→ Texte extrait:
= = = = = = =

Avec cette fête liturgique, l'Eglise conclut elle aussi le cycle des événements liés à la vie du Seigneur après les avoir reparcourus de l'incarnation à la mort/résurrection.  Le temps liturgique qui suivra sera consacré à la réflexion sur l'oeuvre et la prédication de Jésus, à la naissance de l'Eglise  (Pentecôte), aux grands mystères de la foi (Très Sainte Trinité, Corpus Domini, Royauté du Christ), à la mémoire de Marie et des Saints, aux événements qui ont fait grandir l'Eglise elle-même sous l'impulsion de l'Esprit Saint  (missionnarité, vocations, vie religieuse, etc.).

Avec l'Ascension, Jésus retourne donc au Père et à la communion trinitaire en emportant avec lui toute l'expérience humaine, en tant que vrai homme. Il ne s'agit pas d'un aspect secondaire.  Ce fait d'«emporter avec lui» sa propre humanité, bien que maintenant plus glorieuse, signifie que Jésus ne renonce à rien de ce qu'il a vécu; vraiment à rien.  Au fond, nous pourrions dire, dans un sens analogique, que Dieu «s'enrichit» de celle-ci.  Jésus apporte avec lui au Père son visage, avec la demande de pardon, sa génération selon la chair, son éducation humaine et religieuse, la conscience de sa vie passée dans une famille, sa foi vécue dans la tradition hébraïque, les relations humaines les plus variées: les sentiments relatifs à sa mère, son père, ses concitoyens, ses parents, les femmes, ses ennemis, les romains, les accusateurs, ses bénéficiaires, les pharisiens, les prêtres du Temple, les apôtres; il emporte aussi avec lui l'expérience de la comparticipation à la vie des gens: l'émotion pour la mort de son ami Lazare et pour le fils de la veuve de Naïm, la solidarité pour les lépreux, la lutte pour libérer les possédés par le démon; et ensuite également la sensation de faim, la tentation, la trahison, l'angoisse, la peur, la fermeture des coeurs et des esprits à son égard; il emporte aussi avec lui, et pour toujours, la joie dans la prière qui fascinait les Disciples, la joie profonde de celui qui a bénéficié du pardon, la ferveur des personnes rassasiées par le pain, la joie irrépressible de celui qui avait été guéri de maladies qui l'excluaient, la gratitude des pauvres, l’admiration pour la nature: regardez les oiseaux du ciel, observez les lys des champs (cf. Mt 6, 26.28); en somme, chaque aspect de son existence passée parmi nous.  Mais il aura surtout à l'esprit l'expérience de la douleur vécue dans son propre corps: la condamnation injuste, l’humiliation la plus profonde, l’abandon et le tourment physique pour des plaies jamais cicatrisées, à travers lesquelles il implorera toujours la compréhension du Père pour nous. Enfin, la mort.  A nous, il laissera l'enseignement de celui qui fait autorité: aimez vos ennemis et priez pour vos persécuteurs (cf. Mt 5, 44).

= = = = = = =

→ Exercice A: Dans le texte sur l'Ascension, quel enseignement Jésus laisse-t-il à « nous » ?
→ Exercice B: Résumez plus brièvement le paragraphe du texte sur l'Ascension qui commence par « Avec cette fête liturgique », en conservant ses faits principaux.
→ Exercice C: Recopiez le passage du texte sur l'Ascension à partir de « Avec cette fête » jusqu'à « vie religieuse, etc.). » inclus.

Données enregistrées:
= = = = = = =

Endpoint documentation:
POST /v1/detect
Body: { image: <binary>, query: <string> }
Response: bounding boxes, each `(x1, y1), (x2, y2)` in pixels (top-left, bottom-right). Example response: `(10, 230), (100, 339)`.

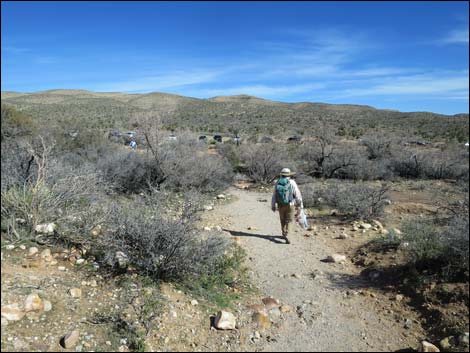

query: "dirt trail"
(211, 188), (417, 352)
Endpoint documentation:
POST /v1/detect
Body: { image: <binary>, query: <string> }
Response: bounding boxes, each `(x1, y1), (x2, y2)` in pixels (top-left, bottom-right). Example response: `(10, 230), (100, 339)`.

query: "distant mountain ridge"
(1, 89), (468, 139)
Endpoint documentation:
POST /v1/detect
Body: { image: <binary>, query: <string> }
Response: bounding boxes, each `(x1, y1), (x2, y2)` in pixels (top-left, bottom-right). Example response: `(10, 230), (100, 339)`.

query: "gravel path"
(213, 188), (417, 352)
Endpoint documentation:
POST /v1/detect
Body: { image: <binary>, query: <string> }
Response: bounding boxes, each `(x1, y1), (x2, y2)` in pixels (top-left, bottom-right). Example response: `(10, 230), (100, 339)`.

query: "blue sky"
(1, 1), (469, 114)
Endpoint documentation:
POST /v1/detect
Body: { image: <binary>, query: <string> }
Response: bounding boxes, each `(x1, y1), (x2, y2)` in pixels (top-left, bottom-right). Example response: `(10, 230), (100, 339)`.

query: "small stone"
(248, 304), (266, 313)
(44, 300), (52, 312)
(252, 312), (271, 329)
(60, 330), (80, 348)
(262, 297), (281, 311)
(459, 332), (468, 346)
(418, 341), (440, 352)
(40, 249), (51, 259)
(280, 304), (294, 313)
(35, 223), (57, 235)
(28, 246), (39, 256)
(439, 336), (455, 351)
(326, 254), (346, 263)
(269, 308), (281, 323)
(24, 293), (44, 312)
(69, 288), (82, 298)
(214, 310), (236, 330)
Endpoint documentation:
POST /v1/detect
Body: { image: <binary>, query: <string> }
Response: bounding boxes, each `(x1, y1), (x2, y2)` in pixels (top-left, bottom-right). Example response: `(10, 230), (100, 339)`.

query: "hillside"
(2, 90), (469, 141)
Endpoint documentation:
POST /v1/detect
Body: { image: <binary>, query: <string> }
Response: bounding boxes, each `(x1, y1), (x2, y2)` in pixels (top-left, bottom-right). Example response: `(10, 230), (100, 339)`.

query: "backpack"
(276, 177), (294, 206)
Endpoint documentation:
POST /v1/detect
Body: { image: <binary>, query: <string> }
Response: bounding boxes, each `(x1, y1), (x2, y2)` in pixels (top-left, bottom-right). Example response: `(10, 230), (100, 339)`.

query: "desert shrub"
(322, 183), (389, 220)
(361, 134), (394, 159)
(98, 150), (165, 192)
(217, 143), (241, 171)
(97, 195), (229, 280)
(402, 218), (469, 278)
(392, 146), (468, 179)
(1, 137), (103, 240)
(241, 144), (291, 184)
(0, 104), (36, 140)
(161, 143), (233, 192)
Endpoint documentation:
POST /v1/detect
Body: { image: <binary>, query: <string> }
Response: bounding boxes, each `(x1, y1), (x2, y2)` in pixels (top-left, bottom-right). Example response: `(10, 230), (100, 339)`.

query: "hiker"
(129, 140), (137, 151)
(271, 168), (303, 244)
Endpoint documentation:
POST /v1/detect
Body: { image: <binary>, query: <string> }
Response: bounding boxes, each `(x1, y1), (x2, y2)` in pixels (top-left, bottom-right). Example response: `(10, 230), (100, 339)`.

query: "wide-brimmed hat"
(281, 168), (295, 176)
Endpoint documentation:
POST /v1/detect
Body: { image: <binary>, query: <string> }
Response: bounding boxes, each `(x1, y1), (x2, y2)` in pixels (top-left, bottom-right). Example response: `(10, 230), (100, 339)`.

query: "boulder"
(115, 251), (129, 269)
(35, 223), (57, 235)
(24, 293), (44, 312)
(2, 303), (25, 321)
(372, 219), (384, 229)
(459, 332), (468, 347)
(359, 223), (372, 230)
(214, 310), (236, 330)
(60, 330), (80, 349)
(418, 341), (440, 352)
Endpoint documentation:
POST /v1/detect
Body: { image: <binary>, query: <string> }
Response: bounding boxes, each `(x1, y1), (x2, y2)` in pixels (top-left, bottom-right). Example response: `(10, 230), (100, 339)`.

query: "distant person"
(271, 168), (303, 244)
(129, 140), (137, 151)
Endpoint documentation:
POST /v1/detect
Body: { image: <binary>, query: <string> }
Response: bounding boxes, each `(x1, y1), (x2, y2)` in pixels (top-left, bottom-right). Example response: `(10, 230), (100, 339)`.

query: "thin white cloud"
(95, 70), (221, 92)
(440, 28), (468, 44)
(195, 83), (325, 98)
(341, 71), (469, 97)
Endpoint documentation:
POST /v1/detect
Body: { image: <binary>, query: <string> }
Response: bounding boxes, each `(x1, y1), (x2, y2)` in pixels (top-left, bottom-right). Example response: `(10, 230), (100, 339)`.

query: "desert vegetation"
(1, 91), (469, 349)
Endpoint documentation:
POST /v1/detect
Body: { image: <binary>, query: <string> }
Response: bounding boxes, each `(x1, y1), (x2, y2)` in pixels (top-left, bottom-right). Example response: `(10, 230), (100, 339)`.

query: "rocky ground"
(1, 180), (468, 352)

= = = = = = =

→ Réponse attendue A: Aimez vos ennemis et priez pour vos persécuteurs (cf. Mt 5, 44).

→ Réponse attendue B: Par cette fête, l'Église achève le cycle des événements de la vie du Seigneur, parcourus de l'incarnation à la mort et à la résurrection. Le temps liturgique suivant sera consacré à l'œuvre et à la prédication de Jésus, à la naissance de l'Église (Pentecôte), aux grands mystères de la foi (Très Sainte Trinité, Corpus Domini, Royauté du Christ), à la mémoire de Marie et des saints, et aux événements qui ont fait grandir l'Église sous l'impulsion de l'Esprit Saint (missionnarité, vocations, vie religieuse, etc.).

→ Réponse attendue C:
Avec cette fête liturgique, l'Eglise conclut elle aussi le cycle des événements liés à la vie du Seigneur après les avoir reparcourus de l'incarnation à la mort/résurrection.  Le temps liturgique qui suivra sera consacré à la réflexion sur l'oeuvre et la prédication de Jésus, à la naissance de l'Eglise  (Pentecôte), aux grands mystères de la foi (Très Sainte Trinité, Corpus Domini, Royauté du Christ), à la mémoire de Marie et des Saints, aux événements qui ont fait grandir l'Eglise elle-même sous l'impulsion de l'Esprit Saint  (missionnarité, vocations, vie religieuse, etc.).